## Given task:
Extract the complete listing and output it unchanged.

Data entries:
◆ ◆ ◆
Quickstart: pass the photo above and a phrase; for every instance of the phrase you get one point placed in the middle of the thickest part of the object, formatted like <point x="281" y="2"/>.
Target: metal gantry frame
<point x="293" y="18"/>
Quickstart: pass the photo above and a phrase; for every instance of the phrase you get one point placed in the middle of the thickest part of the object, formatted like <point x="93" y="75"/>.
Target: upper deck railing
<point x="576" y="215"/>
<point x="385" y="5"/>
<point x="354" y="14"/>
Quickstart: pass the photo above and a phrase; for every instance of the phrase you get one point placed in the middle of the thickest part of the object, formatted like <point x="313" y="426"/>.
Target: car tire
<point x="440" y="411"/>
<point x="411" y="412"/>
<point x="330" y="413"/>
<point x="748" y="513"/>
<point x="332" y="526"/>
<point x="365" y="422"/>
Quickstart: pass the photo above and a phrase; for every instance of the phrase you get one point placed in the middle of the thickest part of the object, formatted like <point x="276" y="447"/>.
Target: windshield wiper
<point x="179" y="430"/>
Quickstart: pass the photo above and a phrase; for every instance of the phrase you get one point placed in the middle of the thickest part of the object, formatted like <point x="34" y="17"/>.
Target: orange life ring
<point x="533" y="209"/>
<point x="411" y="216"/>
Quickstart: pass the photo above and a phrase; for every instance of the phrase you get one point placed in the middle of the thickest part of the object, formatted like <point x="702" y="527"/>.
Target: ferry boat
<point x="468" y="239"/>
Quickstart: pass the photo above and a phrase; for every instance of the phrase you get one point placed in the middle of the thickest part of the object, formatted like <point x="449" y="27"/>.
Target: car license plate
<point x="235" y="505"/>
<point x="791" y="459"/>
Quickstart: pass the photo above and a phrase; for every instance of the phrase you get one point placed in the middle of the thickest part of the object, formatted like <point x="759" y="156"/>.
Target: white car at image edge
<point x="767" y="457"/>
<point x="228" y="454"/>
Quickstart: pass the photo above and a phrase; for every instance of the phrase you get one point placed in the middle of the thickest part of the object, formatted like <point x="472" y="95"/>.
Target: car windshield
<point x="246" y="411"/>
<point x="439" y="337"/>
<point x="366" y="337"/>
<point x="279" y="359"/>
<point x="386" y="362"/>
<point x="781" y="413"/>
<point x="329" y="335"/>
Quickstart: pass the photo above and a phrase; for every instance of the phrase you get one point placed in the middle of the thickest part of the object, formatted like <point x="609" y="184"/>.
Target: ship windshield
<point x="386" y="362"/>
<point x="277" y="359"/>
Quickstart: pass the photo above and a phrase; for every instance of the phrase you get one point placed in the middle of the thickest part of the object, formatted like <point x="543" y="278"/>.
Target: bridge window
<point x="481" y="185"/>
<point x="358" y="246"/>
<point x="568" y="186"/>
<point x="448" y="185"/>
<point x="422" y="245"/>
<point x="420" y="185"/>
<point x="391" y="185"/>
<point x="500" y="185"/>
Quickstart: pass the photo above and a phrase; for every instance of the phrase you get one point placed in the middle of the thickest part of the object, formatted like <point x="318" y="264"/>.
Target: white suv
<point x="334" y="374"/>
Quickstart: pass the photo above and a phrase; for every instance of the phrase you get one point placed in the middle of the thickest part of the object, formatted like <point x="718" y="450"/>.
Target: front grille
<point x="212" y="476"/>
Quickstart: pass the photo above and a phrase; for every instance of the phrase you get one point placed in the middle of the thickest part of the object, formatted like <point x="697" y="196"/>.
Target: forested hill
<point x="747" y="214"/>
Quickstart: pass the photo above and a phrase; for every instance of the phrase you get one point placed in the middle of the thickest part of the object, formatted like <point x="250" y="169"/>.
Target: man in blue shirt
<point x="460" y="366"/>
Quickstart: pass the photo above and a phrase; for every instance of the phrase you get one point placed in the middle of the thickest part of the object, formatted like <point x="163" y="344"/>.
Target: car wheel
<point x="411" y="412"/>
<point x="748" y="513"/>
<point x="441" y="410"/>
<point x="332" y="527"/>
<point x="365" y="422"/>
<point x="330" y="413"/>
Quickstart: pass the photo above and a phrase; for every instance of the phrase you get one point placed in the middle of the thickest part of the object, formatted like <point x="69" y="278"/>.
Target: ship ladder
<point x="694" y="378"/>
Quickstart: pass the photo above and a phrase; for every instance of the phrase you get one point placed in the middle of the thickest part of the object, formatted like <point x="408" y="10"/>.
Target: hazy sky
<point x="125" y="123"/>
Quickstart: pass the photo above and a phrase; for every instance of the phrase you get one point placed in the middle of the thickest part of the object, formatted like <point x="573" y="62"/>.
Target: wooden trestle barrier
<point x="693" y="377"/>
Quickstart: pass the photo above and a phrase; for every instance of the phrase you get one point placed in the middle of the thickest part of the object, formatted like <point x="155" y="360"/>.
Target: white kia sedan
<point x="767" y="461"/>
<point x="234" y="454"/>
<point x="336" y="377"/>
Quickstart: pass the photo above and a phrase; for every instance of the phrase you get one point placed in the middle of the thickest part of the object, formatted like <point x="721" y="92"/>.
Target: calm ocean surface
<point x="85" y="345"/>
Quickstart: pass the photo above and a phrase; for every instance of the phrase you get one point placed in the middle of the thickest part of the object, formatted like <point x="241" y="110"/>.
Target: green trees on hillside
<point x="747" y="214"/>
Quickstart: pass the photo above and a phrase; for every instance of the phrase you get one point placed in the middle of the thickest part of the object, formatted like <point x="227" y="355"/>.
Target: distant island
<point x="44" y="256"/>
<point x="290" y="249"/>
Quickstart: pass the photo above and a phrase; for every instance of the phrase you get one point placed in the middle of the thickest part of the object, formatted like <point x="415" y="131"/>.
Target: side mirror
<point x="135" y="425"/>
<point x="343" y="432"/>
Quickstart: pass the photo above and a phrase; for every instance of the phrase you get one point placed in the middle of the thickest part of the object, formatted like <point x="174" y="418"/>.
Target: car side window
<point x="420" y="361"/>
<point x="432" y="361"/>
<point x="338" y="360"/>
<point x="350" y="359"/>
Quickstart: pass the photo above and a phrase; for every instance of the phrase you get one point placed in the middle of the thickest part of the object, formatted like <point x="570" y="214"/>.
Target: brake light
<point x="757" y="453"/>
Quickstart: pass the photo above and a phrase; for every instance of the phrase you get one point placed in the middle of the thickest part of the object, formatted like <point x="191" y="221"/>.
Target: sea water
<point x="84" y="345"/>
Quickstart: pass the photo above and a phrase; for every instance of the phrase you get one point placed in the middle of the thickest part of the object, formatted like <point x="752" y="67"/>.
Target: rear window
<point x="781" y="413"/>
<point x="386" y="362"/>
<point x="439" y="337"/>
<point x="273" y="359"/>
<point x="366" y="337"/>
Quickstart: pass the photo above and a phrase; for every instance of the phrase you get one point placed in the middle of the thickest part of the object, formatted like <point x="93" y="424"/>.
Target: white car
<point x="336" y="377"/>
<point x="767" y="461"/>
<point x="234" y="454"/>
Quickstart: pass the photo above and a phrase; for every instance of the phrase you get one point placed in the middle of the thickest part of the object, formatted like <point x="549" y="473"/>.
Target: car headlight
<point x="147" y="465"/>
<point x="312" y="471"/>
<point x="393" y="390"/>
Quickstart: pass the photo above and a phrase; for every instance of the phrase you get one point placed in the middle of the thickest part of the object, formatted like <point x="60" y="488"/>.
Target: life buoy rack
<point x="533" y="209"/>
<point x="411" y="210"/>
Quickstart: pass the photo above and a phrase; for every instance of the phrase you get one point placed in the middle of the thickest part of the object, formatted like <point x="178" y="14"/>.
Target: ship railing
◆ ◆ ◆
## Answer to the problem:
Quickstart: pass the photo above and a phrase; for every instance of the phrase you get one point placed in the middle of the thickest part of the object, formatted like <point x="281" y="2"/>.
Target: metal gantry frame
<point x="293" y="18"/>
Quickstart: pass the photo above and a phrase; for every instance of the phrase you get one point placed in the middle of the thickest part of the object, formatted like <point x="93" y="75"/>.
Target: upper deck railing
<point x="576" y="215"/>
<point x="385" y="5"/>
<point x="354" y="14"/>
Quickstart: pass the photo above and a phrase; for every instance of the phrase you get one point placed in the middle of the thickest part of the object, formatted like <point x="313" y="426"/>.
Target: car tire
<point x="440" y="411"/>
<point x="411" y="412"/>
<point x="330" y="413"/>
<point x="748" y="513"/>
<point x="332" y="526"/>
<point x="365" y="422"/>
Quickstart: pass the photo above and a phrase; for every instance of the phrase you get one point placed in the middle of the thickest part of the object, formatted like <point x="276" y="447"/>.
Target: windshield wiper
<point x="179" y="430"/>
Quickstart: pass the photo above and a phrase; for every instance of the phrase you get one point placed in the middle of the thickest part of the object, formatted like <point x="34" y="17"/>.
Target: orange life ring
<point x="533" y="209"/>
<point x="411" y="216"/>
Quickstart: pass the photo above and a phrase; for every instance of the phrase you get one point placed in the middle of the thickest part of the object, formatted like <point x="702" y="527"/>.
Target: ferry boat
<point x="468" y="239"/>
Quickstart: pass the photo above and a phrase; for every instance of the phrase you get one point placed in the middle of the thickest part of the object, formatted like <point x="449" y="27"/>.
Target: car license plate
<point x="235" y="505"/>
<point x="791" y="459"/>
Quickstart: pass the photo above and a phrase; for every instance of the phrase you get one point placed in the middle of the thickest part of the object, formatted like <point x="759" y="156"/>.
Target: white car at image edge
<point x="767" y="457"/>
<point x="228" y="454"/>
Quickstart: pass the photo above and a phrase; for every instance of the phrase you get one point placed in the middle of the thickest part of the object, formatted like <point x="472" y="95"/>.
Target: car windshield
<point x="246" y="411"/>
<point x="439" y="337"/>
<point x="366" y="337"/>
<point x="279" y="359"/>
<point x="386" y="362"/>
<point x="781" y="413"/>
<point x="329" y="335"/>
Quickstart: pass the photo above and a phrase; for every instance of the phrase you get one point placed in the middle of the thickest part of the object, formatted like <point x="609" y="184"/>.
Target: ship windshield
<point x="386" y="362"/>
<point x="277" y="359"/>
Quickstart: pass the photo above and a phrase; for every instance of the phrase you get one point placed in the middle of the thickest part of the object, formatted like <point x="543" y="278"/>.
Target: bridge window
<point x="481" y="185"/>
<point x="358" y="246"/>
<point x="568" y="186"/>
<point x="448" y="185"/>
<point x="422" y="245"/>
<point x="420" y="185"/>
<point x="391" y="185"/>
<point x="500" y="185"/>
Quickstart: pass the photo above and a phrase; for every instance of the phrase you get one point placed in the middle of the thickest part of the object, formatted like <point x="318" y="264"/>.
Target: white suv
<point x="334" y="374"/>
Quickstart: pass the photo above and a phrase; for every instance of the phrase you get one point placed in the middle of the thickest part of the object, formatted like <point x="718" y="450"/>.
Target: front grille
<point x="212" y="476"/>
Quickstart: pass the photo above and a phrase; for every instance of the phrase you get one point placed in the middle of the thickest part of the object, formatted like <point x="697" y="196"/>.
Target: forested hill
<point x="747" y="214"/>
Quickstart: pass the photo above and a phrase; for every instance of the phrase you get one point placed in the middle of the thickest part of the object, formatted like <point x="250" y="169"/>.
Target: man in blue shirt
<point x="460" y="366"/>
Quickstart: pass the photo above and a phrase; for every instance of the phrase you get one point placed in the middle of the thickest part of the object, formatted like <point x="163" y="344"/>.
Target: car wheel
<point x="411" y="412"/>
<point x="748" y="513"/>
<point x="441" y="410"/>
<point x="332" y="527"/>
<point x="365" y="422"/>
<point x="330" y="413"/>
Quickstart: pass the photo above and a phrase; for every instance of the phrase you get one point placed in the middle of the thickest part of the object, formatted like <point x="69" y="278"/>.
Target: ship ladder
<point x="694" y="378"/>
Quickstart: pass the photo above and a phrase; for every instance of the phrase you get one point placed in the middle of the thickest part of the object, formatted like <point x="408" y="10"/>.
Target: hazy sky
<point x="125" y="123"/>
Quickstart: pass the photo above and a phrase; for every instance of the phrase you get one point placed in the middle of the thickest part of the object, formatted like <point x="573" y="62"/>.
Target: wooden trestle barrier
<point x="693" y="377"/>
Quickstart: pass the photo above and a phrase; for every instance of the phrase you get one point placed in the middle of the thickest part of the object, formatted like <point x="155" y="360"/>.
Target: white kia sedan
<point x="767" y="461"/>
<point x="234" y="454"/>
<point x="336" y="377"/>
Quickstart: pass the photo above and a phrase; for every instance of the phrase you get one point placed in the middle of the thickest part of the object, formatted like <point x="721" y="92"/>.
Target: calm ocean surface
<point x="85" y="345"/>
Quickstart: pass the photo above and a phrase; for every instance of the phrase you get one point placed in the middle of the thickest part of the object, formatted like <point x="241" y="110"/>.
Target: green trees on hillside
<point x="747" y="214"/>
Quickstart: pass the photo above and a phrase; for every instance of the phrase you get one point placed in the middle of the thickest part of the object, formatted like <point x="227" y="355"/>.
Target: distant island
<point x="44" y="256"/>
<point x="290" y="249"/>
Quickstart: pass the photo above and a phrase; for every instance of the phrase you get one point placed in the middle of the thickest part of the object, formatted like <point x="415" y="131"/>.
Target: side mirror
<point x="135" y="425"/>
<point x="343" y="432"/>
Quickstart: pass the photo above and a phrase; for every instance of the phrase you get one point placed in the middle of the thickest part of the object, formatted like <point x="174" y="418"/>.
Target: car side window
<point x="420" y="361"/>
<point x="432" y="361"/>
<point x="338" y="360"/>
<point x="350" y="359"/>
Quickstart: pass the photo above and a phrase; for every instance of the phrase you get one point placed in the middle of the thickest part of the object, formatted like <point x="570" y="214"/>.
Target: brake light
<point x="757" y="453"/>
Quickstart: pass the photo above and a phrase; for every instance of the phrase you get one point placed in the middle of the thickest part of the object, formatted like <point x="191" y="221"/>.
Target: sea water
<point x="84" y="345"/>
Quickstart: pass the photo above and a phrase; for every instance of the phrase you get one point placed in the middle of the thickest part of the object, formatted like <point x="752" y="67"/>.
Target: rear window
<point x="781" y="413"/>
<point x="386" y="362"/>
<point x="439" y="337"/>
<point x="273" y="359"/>
<point x="366" y="337"/>
Quickstart: pass the photo above and a phrase; for every instance of the phrase you get one point placed in the middle of the thickest part of the object, formatted like <point x="93" y="424"/>.
Target: white car
<point x="336" y="377"/>
<point x="767" y="461"/>
<point x="234" y="454"/>
Quickstart: pass the photo above and a phrase; for every instance of the phrase you get one point placed in the middle of the thickest part of the object, formatted like <point x="549" y="473"/>.
Target: car headlight
<point x="147" y="465"/>
<point x="312" y="471"/>
<point x="393" y="390"/>
Quickstart: pass the photo above and a phrase; for every instance of the phrase you get one point placed in the middle of the thickest part of the object, formatted like <point x="60" y="488"/>.
Target: life buoy rack
<point x="533" y="209"/>
<point x="411" y="210"/>
Quickstart: pass the photo above and a phrase; for every instance of the phrase you get one point placed in the middle of the thickest part of the object, formatted like <point x="178" y="14"/>.
Target: ship railing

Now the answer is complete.